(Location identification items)

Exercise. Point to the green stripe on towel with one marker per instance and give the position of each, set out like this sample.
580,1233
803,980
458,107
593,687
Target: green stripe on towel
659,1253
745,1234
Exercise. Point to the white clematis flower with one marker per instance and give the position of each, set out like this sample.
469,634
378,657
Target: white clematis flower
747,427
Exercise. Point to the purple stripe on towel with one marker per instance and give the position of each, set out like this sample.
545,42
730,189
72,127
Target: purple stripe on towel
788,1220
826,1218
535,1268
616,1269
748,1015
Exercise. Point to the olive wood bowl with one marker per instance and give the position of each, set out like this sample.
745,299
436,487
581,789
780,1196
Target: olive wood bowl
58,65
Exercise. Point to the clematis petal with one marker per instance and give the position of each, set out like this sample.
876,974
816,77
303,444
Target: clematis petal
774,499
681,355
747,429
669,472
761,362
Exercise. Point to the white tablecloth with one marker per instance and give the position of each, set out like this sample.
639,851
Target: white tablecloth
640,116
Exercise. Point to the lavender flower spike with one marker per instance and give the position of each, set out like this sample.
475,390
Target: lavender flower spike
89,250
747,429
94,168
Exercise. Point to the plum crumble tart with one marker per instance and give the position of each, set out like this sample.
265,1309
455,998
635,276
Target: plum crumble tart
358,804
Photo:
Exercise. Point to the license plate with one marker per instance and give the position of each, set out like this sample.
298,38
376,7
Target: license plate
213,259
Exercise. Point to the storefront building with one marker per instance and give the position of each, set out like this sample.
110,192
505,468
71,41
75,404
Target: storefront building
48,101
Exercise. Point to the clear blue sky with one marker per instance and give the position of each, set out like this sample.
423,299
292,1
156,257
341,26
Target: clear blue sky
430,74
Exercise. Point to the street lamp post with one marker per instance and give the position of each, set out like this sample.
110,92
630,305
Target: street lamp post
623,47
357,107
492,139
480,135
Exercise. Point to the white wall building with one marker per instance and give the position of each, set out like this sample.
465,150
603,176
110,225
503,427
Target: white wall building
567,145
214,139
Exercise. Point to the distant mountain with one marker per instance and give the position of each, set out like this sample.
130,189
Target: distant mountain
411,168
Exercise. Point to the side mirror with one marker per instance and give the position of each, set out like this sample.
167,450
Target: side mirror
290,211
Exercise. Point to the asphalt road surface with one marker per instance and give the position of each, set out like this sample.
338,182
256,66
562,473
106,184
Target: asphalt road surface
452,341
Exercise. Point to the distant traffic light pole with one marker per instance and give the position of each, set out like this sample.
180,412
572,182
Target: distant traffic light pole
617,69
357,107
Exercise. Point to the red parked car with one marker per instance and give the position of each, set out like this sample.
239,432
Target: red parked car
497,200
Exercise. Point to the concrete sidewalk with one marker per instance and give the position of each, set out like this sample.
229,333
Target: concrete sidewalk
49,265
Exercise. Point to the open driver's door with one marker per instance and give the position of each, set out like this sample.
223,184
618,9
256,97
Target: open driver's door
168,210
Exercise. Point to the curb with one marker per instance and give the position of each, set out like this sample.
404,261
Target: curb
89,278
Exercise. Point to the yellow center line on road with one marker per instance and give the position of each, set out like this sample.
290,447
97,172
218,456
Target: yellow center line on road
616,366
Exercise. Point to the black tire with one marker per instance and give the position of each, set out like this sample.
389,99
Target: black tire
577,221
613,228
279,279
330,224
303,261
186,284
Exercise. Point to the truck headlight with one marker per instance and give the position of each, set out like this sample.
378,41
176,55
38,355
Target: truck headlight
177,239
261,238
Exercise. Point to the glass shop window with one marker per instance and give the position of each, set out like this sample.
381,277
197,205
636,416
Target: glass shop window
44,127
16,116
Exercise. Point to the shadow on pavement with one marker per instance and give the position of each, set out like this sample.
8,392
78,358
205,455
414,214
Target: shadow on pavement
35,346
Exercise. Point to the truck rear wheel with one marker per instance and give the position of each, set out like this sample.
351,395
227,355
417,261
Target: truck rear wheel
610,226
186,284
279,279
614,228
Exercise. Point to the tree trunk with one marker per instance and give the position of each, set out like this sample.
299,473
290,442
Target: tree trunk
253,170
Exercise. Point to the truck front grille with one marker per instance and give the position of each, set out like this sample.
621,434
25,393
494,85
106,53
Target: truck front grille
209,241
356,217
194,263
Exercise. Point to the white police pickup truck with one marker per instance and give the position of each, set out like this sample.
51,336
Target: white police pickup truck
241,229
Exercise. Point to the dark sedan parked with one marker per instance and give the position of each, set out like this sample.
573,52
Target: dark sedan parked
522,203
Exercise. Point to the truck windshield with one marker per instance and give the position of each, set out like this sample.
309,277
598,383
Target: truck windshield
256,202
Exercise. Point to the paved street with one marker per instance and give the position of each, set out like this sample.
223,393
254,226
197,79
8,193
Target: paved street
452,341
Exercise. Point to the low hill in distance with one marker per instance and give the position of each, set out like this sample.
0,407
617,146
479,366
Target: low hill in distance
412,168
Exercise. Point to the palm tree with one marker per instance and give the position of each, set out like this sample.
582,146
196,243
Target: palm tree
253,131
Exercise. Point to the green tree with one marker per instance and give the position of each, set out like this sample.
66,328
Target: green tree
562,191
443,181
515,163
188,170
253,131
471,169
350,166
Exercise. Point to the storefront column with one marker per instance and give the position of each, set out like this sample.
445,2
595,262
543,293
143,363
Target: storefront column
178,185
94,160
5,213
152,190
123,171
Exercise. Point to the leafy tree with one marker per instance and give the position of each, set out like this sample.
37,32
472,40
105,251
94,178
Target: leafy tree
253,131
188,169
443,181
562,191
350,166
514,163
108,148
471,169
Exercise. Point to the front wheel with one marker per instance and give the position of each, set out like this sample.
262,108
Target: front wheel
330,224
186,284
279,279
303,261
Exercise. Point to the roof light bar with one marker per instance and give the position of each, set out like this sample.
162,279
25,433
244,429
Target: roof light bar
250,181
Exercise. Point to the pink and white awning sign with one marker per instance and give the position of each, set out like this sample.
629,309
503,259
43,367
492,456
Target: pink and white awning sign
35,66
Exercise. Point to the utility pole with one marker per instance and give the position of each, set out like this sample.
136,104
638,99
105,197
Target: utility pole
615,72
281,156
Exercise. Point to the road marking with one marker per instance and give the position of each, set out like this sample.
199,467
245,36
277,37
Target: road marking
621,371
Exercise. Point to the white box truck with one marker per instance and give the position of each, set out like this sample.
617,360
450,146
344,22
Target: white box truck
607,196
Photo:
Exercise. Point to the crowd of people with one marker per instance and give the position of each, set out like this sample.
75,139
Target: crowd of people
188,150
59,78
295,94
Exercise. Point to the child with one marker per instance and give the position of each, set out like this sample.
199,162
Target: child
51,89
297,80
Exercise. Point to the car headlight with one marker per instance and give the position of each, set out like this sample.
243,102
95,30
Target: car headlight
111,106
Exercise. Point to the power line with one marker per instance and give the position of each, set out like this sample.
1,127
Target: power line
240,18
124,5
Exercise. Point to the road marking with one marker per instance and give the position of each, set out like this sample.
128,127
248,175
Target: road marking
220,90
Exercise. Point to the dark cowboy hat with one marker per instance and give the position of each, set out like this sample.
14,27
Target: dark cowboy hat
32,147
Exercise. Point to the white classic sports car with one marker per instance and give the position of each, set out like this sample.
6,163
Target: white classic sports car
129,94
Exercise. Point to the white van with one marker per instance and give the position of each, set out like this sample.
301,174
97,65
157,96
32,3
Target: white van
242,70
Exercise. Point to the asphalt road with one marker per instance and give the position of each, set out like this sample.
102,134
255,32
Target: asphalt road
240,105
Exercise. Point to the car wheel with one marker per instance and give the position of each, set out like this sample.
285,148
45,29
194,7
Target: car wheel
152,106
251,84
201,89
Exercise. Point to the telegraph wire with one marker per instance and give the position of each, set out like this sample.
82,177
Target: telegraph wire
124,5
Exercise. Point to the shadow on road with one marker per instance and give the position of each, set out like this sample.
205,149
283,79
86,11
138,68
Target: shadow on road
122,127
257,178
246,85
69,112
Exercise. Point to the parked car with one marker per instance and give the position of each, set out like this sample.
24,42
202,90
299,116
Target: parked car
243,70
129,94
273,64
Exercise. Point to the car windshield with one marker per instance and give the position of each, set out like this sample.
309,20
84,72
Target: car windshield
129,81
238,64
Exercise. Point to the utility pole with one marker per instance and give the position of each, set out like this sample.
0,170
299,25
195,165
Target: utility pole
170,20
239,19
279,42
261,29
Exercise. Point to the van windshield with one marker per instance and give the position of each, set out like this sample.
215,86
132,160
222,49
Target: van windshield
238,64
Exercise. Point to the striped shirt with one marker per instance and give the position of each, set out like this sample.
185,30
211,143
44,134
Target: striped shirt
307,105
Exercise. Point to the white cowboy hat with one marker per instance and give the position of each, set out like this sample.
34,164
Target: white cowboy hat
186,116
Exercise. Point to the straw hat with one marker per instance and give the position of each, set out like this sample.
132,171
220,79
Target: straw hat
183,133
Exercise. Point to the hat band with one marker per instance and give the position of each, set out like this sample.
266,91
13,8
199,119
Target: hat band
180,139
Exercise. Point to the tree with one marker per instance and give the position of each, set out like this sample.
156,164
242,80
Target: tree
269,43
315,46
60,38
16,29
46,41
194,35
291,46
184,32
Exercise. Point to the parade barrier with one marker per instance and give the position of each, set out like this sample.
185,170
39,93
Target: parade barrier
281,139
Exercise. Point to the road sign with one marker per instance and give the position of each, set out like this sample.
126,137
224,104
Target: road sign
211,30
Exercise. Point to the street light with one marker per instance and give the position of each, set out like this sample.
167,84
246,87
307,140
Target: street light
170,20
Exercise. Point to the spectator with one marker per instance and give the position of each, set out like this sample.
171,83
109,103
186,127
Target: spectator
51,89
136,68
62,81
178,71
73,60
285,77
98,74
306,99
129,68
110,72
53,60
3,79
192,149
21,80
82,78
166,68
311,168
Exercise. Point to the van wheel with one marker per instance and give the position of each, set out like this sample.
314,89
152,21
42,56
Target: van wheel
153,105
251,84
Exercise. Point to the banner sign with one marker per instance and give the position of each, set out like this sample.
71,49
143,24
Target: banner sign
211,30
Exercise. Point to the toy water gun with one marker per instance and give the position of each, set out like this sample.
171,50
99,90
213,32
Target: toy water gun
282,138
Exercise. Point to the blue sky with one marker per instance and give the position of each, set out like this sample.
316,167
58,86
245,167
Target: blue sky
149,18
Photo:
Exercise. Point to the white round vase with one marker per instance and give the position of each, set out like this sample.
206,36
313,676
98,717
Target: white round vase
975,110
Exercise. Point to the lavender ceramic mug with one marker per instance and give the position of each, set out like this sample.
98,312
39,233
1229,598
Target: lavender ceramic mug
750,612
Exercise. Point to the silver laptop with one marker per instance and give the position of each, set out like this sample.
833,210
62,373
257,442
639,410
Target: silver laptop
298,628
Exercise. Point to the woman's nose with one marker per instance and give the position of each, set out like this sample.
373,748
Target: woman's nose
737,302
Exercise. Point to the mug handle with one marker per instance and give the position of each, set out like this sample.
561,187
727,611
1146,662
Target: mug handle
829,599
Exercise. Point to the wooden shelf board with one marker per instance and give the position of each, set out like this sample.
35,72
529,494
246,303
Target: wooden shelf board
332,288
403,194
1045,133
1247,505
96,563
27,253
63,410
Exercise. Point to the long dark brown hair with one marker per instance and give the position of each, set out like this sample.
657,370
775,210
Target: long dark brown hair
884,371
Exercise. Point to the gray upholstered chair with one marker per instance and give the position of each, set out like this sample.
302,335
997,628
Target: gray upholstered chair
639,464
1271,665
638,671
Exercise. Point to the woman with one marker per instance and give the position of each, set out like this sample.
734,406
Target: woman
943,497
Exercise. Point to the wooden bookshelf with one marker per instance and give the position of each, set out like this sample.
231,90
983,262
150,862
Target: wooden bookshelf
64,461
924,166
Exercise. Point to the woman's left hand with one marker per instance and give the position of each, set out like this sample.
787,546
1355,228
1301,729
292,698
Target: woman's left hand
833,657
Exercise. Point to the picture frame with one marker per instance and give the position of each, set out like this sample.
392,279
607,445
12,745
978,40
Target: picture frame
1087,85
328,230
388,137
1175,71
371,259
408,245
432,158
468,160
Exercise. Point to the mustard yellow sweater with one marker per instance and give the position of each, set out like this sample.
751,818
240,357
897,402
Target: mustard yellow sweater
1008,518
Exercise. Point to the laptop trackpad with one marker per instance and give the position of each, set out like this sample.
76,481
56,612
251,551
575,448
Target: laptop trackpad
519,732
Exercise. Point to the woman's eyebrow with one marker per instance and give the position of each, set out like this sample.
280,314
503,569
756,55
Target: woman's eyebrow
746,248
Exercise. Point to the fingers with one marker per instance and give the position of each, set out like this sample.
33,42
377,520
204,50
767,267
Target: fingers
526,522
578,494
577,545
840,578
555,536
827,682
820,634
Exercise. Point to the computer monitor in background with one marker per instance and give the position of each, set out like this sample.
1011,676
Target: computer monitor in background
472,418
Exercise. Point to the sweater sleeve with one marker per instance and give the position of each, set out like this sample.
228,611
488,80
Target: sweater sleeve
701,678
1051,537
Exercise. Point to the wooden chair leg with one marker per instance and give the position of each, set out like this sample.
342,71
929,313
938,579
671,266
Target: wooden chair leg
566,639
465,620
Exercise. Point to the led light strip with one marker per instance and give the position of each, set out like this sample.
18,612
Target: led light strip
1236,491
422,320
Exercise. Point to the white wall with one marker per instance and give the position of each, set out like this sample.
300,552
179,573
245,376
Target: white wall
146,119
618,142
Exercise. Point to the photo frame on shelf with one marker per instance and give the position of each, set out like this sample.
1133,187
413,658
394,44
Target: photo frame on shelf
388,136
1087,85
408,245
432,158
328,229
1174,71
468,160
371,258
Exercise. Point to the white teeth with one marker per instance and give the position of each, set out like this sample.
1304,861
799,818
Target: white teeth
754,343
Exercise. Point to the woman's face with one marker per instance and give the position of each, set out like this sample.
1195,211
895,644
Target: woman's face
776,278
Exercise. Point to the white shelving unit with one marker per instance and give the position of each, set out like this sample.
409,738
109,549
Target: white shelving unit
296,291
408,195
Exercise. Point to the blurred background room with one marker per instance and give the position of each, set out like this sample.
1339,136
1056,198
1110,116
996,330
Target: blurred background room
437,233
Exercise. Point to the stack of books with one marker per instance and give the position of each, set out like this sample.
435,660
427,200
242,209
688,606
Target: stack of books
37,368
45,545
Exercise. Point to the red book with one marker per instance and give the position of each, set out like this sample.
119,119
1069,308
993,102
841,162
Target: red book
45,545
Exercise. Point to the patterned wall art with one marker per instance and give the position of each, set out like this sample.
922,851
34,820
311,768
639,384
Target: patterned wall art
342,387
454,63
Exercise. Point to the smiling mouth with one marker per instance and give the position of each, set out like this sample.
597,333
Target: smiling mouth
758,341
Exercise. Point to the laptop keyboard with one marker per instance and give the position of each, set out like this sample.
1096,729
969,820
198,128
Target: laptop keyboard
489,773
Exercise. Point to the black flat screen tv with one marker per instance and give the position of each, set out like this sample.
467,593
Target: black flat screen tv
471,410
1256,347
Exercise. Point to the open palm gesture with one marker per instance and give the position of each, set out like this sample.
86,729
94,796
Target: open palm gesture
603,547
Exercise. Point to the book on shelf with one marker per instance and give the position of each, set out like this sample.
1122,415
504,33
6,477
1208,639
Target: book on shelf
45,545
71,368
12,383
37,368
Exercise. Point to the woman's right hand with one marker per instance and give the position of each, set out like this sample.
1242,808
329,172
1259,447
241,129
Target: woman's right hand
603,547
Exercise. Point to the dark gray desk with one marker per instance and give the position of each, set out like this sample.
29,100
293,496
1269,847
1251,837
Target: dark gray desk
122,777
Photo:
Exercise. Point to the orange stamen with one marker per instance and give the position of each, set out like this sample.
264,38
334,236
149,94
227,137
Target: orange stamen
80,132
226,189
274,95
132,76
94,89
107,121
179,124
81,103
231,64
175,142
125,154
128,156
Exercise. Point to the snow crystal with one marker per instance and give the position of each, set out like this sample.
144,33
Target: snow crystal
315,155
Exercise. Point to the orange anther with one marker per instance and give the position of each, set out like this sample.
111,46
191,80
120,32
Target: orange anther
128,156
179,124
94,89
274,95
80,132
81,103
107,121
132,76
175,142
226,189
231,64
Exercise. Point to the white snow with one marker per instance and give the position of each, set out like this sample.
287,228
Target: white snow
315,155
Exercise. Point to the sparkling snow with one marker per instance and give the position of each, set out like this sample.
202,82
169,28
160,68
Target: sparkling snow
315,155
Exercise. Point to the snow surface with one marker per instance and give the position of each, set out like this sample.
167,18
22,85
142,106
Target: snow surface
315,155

▸ **Problem**:
In the records above, locate the line that contains "Exercise. Point to the snow crystal". Repeat it and every line after it, exactly, and nothing else.

▸ **Task solution**:
Exercise. Point to the snow crystal with one marker per instance and give the position of each, set out like this sample.
144,33
Target: snow crystal
315,155
Exercise. Point to the orange anther with one marker per instance and give the position of each, set out like this sample.
111,46
191,80
120,32
Target: orange anther
128,156
179,124
94,89
274,95
80,132
81,103
107,121
132,76
175,142
226,189
231,64
Exercise. Point to the white snow with one marker per instance and give the position of each, set out like this sample.
287,228
Target: white snow
315,155
Exercise. Point to the sparkling snow with one marker per instance and give the position of each, set out like this sample.
202,82
169,28
160,68
Target: sparkling snow
315,155
Exercise. Point to the snow surface with one marker per instance and give the position of each, set out like this sample.
167,18
22,85
142,106
Target: snow surface
315,155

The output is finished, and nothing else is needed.